(Saved entries)
::::::::::

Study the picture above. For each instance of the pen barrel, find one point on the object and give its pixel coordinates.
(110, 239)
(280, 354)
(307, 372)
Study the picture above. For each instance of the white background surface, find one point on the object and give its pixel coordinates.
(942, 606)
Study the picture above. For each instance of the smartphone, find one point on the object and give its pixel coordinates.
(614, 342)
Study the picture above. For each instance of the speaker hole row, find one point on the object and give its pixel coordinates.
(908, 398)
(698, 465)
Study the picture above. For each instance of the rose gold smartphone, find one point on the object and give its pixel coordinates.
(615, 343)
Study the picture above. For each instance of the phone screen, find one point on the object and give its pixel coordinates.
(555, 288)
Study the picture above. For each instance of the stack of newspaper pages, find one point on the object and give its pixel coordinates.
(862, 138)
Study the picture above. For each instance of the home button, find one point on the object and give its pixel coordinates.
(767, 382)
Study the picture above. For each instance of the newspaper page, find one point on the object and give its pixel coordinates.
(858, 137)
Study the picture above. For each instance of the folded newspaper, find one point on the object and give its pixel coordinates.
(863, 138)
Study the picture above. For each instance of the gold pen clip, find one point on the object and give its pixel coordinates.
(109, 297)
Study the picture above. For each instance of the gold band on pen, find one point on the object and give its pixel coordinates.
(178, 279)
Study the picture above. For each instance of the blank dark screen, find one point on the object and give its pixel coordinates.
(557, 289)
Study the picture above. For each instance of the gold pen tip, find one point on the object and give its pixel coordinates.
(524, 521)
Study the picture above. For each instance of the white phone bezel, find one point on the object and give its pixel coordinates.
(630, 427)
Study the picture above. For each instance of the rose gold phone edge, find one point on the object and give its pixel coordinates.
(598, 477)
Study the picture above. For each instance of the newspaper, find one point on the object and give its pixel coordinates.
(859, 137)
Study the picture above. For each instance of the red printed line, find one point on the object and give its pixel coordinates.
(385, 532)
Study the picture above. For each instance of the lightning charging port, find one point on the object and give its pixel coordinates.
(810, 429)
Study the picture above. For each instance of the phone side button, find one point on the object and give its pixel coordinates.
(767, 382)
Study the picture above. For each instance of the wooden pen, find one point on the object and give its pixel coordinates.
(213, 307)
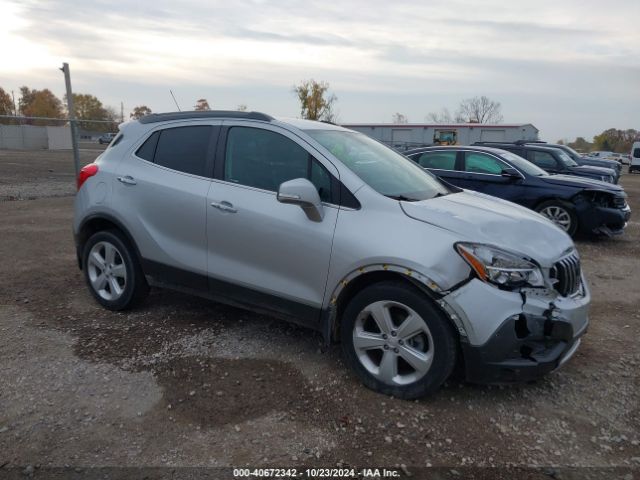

::::::::::

→ **Requirement**:
Return all of the lines above without alteration, minus the pictures.

→ **Solution to this exercise**:
Study the picture above. For each instance of the pen barrel, find one point on the object and give its pixel coordinates.
(110, 239)
(280, 354)
(307, 372)
Study the picture above. For each instance of the white background surface, find one point on the object and give its pixel coordinates.
(942, 606)
Study the picture above. For each instance of the smartphone, find one point on the object and give its pixel coordinates.
(614, 342)
Study the picture above. For each instance of the speaker hole row, find one point on the object and give its pixel coordinates.
(908, 398)
(698, 465)
Study the picture above. For each instance of the rose gold smartphone, find one point on the object and give its pixel coordinates.
(615, 343)
Study the picture above. For each instance of the phone screen, find one point on the object and give its pixel coordinates.
(555, 288)
Study the picture above. For each instance of the stack of newspaper pages, find one point on the object and give its pixel coordinates.
(862, 138)
Study the picture above. For each instance of the home button, find one point on the object and give its pixel coordinates.
(767, 382)
Study the picture above. For each instance of the newspaper page, find one point on the object and give its pixel coordinates.
(858, 137)
Study the picture above. For each instance of the folded newspaper, find one point on the object and give its pixel coordinates.
(863, 138)
Study the picture above. For each instance of the gold pen clip, find one point on the object and give its pixel coordinates.
(109, 297)
Study the picture above. For each instance of the gold band on pen, find one point on the object and give its pixel coordinates.
(178, 279)
Study the picture above. For each instance of the blank dark screen, find one point on the object and give its pixel coordinates.
(557, 289)
Study the picture above. For each instance of the gold pen tip, find one point on the object and give its pixel coordinates.
(524, 521)
Study the picture above. For each instance of the white phone bezel, find one point on the object and give its pixel coordinates.
(630, 427)
Study the picture above. For each instance of the rose gold phone edge, find one point on the object and give its pixel coordinates.
(598, 477)
Study the picture above. For each instance of the newspaper, find one point on the object and give its pixel coordinates.
(859, 137)
Study the picture above. For each instance of the red printed line, find one point on the object and give its pixel coordinates.
(385, 532)
Study the picture above. For each instance of the lightning charging port, find one point on the object and give its pixel coordinates.
(810, 429)
Study the picture above. For each instance of the phone side button, find one point on the object and give its pixel coordinates.
(767, 382)
Study the picture above. For each instance of the wooden pen, find one point on the object and give its pixel coordinates.
(213, 307)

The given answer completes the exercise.